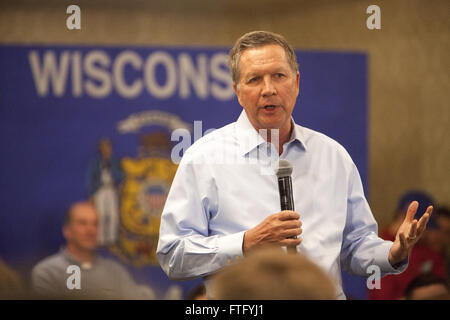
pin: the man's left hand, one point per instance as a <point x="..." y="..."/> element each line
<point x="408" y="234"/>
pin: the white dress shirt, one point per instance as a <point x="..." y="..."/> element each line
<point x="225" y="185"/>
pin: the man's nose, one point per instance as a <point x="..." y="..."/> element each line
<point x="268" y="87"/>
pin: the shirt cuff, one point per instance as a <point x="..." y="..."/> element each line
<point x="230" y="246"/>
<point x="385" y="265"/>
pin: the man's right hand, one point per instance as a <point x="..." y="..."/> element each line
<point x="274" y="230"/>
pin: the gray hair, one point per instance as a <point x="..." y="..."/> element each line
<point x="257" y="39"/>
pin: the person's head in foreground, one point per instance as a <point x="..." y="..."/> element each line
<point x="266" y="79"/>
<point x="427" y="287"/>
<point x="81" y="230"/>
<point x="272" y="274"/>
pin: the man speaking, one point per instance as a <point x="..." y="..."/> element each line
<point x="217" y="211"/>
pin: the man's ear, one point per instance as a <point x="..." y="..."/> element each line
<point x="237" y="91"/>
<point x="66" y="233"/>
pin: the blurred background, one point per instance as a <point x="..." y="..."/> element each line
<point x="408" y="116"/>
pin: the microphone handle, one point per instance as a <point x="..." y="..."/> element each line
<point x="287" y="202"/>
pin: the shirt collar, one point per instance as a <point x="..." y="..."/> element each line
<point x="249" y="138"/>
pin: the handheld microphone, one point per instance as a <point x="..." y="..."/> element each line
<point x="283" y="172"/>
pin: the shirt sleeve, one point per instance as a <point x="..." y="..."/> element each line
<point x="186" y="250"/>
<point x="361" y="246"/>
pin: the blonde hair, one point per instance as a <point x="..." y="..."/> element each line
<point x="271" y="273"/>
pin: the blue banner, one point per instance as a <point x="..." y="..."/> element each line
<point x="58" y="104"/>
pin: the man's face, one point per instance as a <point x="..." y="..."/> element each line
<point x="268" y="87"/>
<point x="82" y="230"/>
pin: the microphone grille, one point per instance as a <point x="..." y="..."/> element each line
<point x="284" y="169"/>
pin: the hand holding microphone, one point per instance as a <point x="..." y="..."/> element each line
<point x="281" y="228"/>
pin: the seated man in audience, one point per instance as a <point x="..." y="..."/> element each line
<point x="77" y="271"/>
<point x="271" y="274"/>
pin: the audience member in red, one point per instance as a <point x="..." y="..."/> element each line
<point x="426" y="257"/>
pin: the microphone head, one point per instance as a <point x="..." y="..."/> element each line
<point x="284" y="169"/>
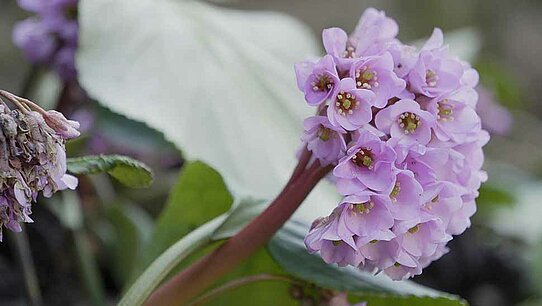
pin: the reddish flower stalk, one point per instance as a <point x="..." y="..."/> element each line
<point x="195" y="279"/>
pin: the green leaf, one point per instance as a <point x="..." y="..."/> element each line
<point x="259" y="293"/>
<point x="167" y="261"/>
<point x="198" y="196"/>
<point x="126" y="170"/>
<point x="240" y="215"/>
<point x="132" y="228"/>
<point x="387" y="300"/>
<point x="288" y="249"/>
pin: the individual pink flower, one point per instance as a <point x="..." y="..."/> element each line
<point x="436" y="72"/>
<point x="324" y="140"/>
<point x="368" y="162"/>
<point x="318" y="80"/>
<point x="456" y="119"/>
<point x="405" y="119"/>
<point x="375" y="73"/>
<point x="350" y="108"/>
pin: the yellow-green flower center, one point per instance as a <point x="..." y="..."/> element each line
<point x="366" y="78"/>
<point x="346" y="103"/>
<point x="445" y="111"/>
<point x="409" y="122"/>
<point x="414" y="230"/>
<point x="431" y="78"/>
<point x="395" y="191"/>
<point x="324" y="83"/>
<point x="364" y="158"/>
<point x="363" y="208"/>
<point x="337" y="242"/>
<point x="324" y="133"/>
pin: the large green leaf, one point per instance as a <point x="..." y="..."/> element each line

┄┄┄┄┄┄┄┄┄┄┄┄┄┄┄┄┄┄┄┄

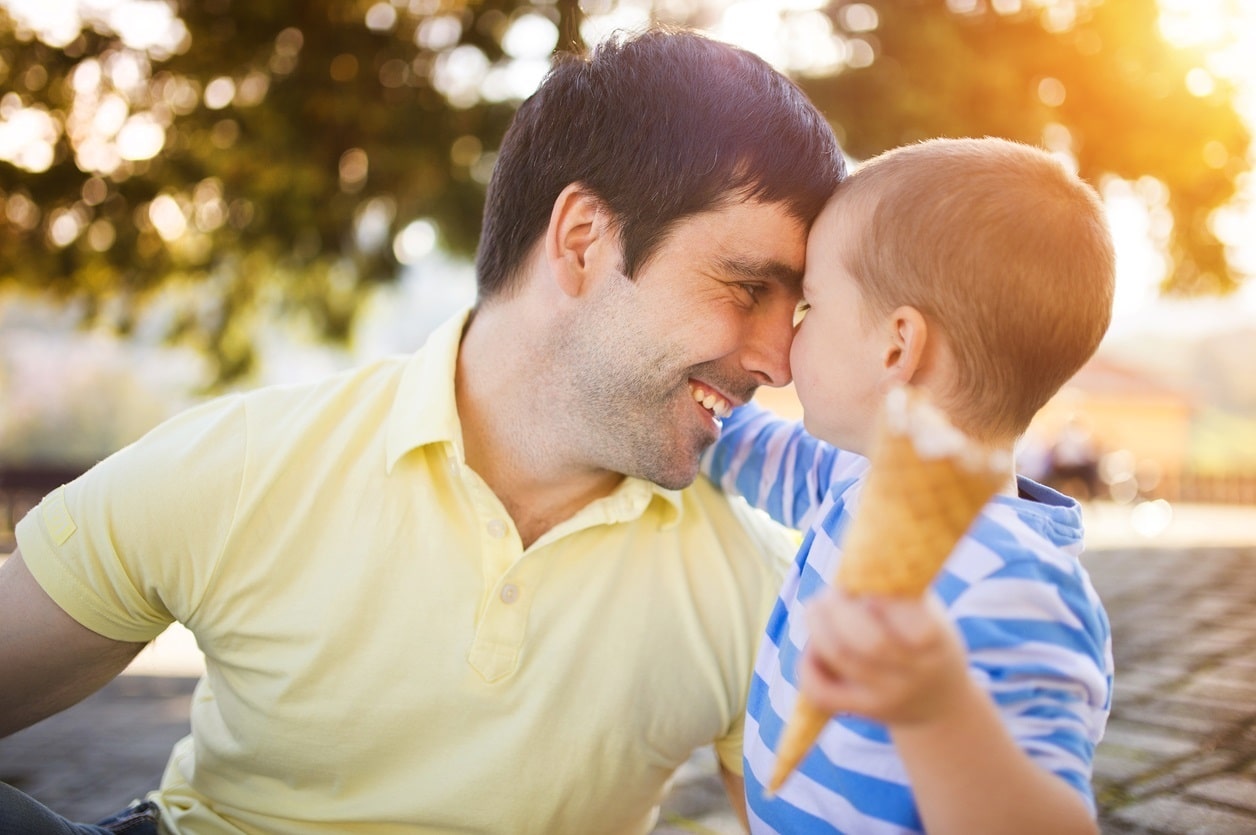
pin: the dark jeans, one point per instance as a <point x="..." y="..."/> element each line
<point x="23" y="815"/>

┄┄┄┄┄┄┄┄┄┄┄┄┄┄┄┄┄┄┄┄

WHAT IS EXPECTED: Take the records above and return, word for word, only the lines that fall from the line with "pin: the green" to the line with "pin: the large", both of them included.

EXERCISE OUTPUT:
pin: the green leaf, one point per instance as a <point x="..." y="..."/> element each line
<point x="259" y="293"/>
<point x="167" y="261"/>
<point x="198" y="196"/>
<point x="126" y="170"/>
<point x="240" y="215"/>
<point x="132" y="228"/>
<point x="387" y="300"/>
<point x="288" y="249"/>
pin: the individual pink flower, one point per instance as a <point x="..." y="..."/> element each line
<point x="436" y="72"/>
<point x="324" y="140"/>
<point x="368" y="162"/>
<point x="318" y="80"/>
<point x="456" y="119"/>
<point x="405" y="119"/>
<point x="375" y="73"/>
<point x="350" y="108"/>
pin: the yellow-green flower center, one point per instance as a <point x="..." y="..."/> element each line
<point x="366" y="78"/>
<point x="346" y="103"/>
<point x="445" y="111"/>
<point x="409" y="122"/>
<point x="414" y="230"/>
<point x="431" y="78"/>
<point x="395" y="191"/>
<point x="324" y="83"/>
<point x="364" y="158"/>
<point x="363" y="208"/>
<point x="337" y="242"/>
<point x="324" y="133"/>
pin: the large green leaf, one point per instance as a <point x="..." y="..."/> element each line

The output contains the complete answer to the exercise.